◆ TEXT TO READ
★ ★ ★ ★ ★ ★ ★

# Sanford and Son



## MetalWolfBruh (Oct 17, 2019)

Wondering if anyone here has ever watched or still watches Sanford and Son?

It's a 70s sitcom staring a father and son in a junkyard business together with a lot of politically incorrect humor that the shows of today probably couldn't get away with these days, almost no filter and a lot of insulting and stereotypical jokes about everyone's race/color, culture, places, food, sexuality, and a lot of stuff most people would probably find offensive today. I really enjoy the old blunt humor and jokes from Fred Sanford, the father in the show, just blunt crude insults and rhymes to his relatives, neighbors, and stuff like that, the show has a wholesome family side to it too, which I love, it just feels very real, funny, classic with very little filter. I love that kind of humor, it just feels more authentic and less disguised or allusive, and more impropriety. Oh yeah, the fake heart attacks and arthritis are classics too, anyone who's familiar with the show knows what I'm talking about. XD


----------



## David Drake (Oct 22, 2019)

Fun fact: it's actually a remake of a British show from the 60s starring Paul's Father a.k.a. "Who's that little old man?" from the Beatles' film "A Hard Day's Night"


----------



## RevBluMoonBear (Oct 24, 2019)

This show was created by Norman Lear, the  genius behind "All In The Family".


----------



## Borophagus Metropolis (Oct 24, 2019)

RevBluMoonBear said:


> This show was created by Norman Lear, the  genius behind "All In The Family".



Another great show that can never be made again.


----------



## Skittles (Oct 24, 2019)

Nah, never saw this one. Steptoe and son on the other hand..


----------



## David Drake (Oct 24, 2019)

Borophagus Monoclinous said:


> Another great show that can never be made again.



I would argue it doesn't need to be. It's okay to recognize how great abd important a peice of art is for its time while simultaneously recognizing that we can and should move on now that we as a society (ideally) know better.

Or put another way: If you're complaining about how they can't make a show like All in the Family anymore, you're likely the kind of person All in the Family was making fun of in the first place.


----------



## Borophagus Metropolis (Oct 24, 2019)

David Drake said:


> I would argue it doesn't need to be. It's okay to recognize how great abd important a peice of art is for its time while simultaneously recognizing that we can and should move on now that we as a society (ideally) know better.
> 
> Or put another way: If you're complaining about how they can't make a show like All in the Family anymore, you're likely the kind of person All in the Family was making fun of in the first place.



I recognize it, and I want more. Same for all art.


----------



## David Drake (Oct 24, 2019)

Borophagus Monoclinous said:


> I recognize it, and I want more. Same for all art.



This is a very confusing and reductive statement in this context.

I think this should tie into exactly which part of AitF you think they "can't make anymore".

First of all, if you want to get pedantic, you are currently physically and legally able to make any art you want, and I support that in perpetuity. But that means that art has a right to be criticized, and have it pointed out that certain things can not only be bad form but legitimately dangerous if handled improperly and a work judged on that fact.

So, I assume you mean "can't make without being criticized and ostracized as a dangerous thing being mishandled".

★ ★ ★ ★ ★ ★ ★

◆ EXTRACTED ENTRIES
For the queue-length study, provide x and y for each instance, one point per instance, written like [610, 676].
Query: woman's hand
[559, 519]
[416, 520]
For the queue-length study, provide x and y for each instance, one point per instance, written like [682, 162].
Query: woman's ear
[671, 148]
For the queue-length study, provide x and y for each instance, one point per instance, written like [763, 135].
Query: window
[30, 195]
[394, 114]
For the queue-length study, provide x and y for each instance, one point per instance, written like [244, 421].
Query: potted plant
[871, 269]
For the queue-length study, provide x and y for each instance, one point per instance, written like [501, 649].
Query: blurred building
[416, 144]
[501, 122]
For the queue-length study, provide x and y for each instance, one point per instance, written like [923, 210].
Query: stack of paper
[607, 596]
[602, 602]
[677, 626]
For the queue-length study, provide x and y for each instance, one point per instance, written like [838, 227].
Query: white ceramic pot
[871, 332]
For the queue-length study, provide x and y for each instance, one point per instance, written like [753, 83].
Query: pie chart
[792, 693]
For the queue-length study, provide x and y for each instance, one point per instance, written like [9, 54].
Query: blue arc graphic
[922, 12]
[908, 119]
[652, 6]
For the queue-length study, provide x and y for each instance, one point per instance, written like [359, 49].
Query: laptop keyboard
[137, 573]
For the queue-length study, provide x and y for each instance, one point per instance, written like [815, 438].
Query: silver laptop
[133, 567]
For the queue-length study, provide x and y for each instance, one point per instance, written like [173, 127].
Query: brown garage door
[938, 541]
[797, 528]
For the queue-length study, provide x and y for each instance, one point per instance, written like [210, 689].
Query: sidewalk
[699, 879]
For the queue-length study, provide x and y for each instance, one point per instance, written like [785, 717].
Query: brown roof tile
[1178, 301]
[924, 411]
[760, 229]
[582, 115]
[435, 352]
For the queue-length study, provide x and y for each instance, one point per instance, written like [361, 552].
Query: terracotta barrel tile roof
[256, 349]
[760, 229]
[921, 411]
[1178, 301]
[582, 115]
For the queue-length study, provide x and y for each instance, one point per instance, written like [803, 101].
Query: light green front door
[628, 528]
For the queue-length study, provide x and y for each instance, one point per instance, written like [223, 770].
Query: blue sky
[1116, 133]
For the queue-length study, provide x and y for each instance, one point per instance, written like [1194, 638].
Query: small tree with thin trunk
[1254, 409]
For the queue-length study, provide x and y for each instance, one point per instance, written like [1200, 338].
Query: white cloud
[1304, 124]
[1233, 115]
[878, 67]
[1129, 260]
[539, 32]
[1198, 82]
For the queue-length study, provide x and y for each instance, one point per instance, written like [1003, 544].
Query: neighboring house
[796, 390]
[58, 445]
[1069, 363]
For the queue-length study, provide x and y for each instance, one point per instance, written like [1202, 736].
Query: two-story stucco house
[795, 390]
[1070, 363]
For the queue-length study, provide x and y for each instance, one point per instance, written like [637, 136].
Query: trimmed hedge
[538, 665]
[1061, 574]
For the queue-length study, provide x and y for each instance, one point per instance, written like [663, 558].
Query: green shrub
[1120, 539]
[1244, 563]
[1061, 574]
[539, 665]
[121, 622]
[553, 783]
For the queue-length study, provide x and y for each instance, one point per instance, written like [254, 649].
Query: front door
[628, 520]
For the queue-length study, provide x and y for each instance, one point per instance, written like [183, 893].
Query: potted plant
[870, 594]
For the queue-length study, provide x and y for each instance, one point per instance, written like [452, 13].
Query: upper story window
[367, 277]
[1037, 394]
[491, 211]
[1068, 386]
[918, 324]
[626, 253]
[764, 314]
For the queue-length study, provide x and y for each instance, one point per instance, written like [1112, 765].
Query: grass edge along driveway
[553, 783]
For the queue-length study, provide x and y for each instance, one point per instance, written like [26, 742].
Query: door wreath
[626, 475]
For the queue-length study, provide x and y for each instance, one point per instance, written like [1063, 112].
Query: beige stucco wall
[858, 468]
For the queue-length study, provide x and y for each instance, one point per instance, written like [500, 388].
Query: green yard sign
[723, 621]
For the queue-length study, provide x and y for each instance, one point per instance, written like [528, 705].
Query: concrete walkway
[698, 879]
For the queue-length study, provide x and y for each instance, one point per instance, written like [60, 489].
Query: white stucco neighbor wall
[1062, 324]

★ ★ ★ ★ ★ ★ ★

◆ PROBLEM STATEMENT
According to the Sanford and Son thread, what kind of business do the father and son run together in the show? The listing has nothing to do with this.

◆ WRITTEN RESPONSE
A junkyard business.